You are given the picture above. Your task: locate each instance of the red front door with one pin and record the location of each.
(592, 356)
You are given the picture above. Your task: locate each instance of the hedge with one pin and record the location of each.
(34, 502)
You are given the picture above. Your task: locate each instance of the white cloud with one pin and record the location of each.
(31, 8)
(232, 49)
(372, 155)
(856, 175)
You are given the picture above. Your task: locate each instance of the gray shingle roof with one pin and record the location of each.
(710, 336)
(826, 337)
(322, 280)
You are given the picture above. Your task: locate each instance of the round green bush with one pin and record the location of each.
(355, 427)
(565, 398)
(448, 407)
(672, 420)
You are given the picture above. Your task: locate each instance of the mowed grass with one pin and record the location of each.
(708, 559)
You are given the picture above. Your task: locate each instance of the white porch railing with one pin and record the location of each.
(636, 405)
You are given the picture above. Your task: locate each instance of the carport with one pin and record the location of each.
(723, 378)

> _PROBLEM_
Convert every line of the items above into one numbered list, omitting any blank lines.

> _TASK OUTPUT_
1. You are given the picture above. Your task: locate each instance of the red front door with one pin and record the location of each.
2. (592, 356)
3. You are given the picture above. Your task: locate each instance of the hedge with one pin and record the location of each.
4. (34, 502)
5. You are given the picture above. Your task: locate each instance of the white cloud with one pin and record the location of each.
6. (31, 8)
7. (232, 49)
8. (372, 155)
9. (856, 175)
10. You are given the picture above. Your task: locate each instance of the gray shingle roof with one pin and record the location of each.
11. (710, 336)
12. (826, 337)
13. (322, 280)
14. You are given the picture above. Your task: locate each instance of the round green bush with one pin and record the location of each.
15. (355, 427)
16. (565, 398)
17. (448, 407)
18. (672, 420)
19. You are given the picture above. Your task: locate each instance of the mowed grass with one pin and record the location of each.
20. (708, 559)
21. You are given the picture above. Your task: locate each instance of the white porch railing with one pin and record the location of each.
22. (636, 405)
23. You are given the picture above. Your task: locate each instance of the carport with one pin and record the location of each.
24. (723, 378)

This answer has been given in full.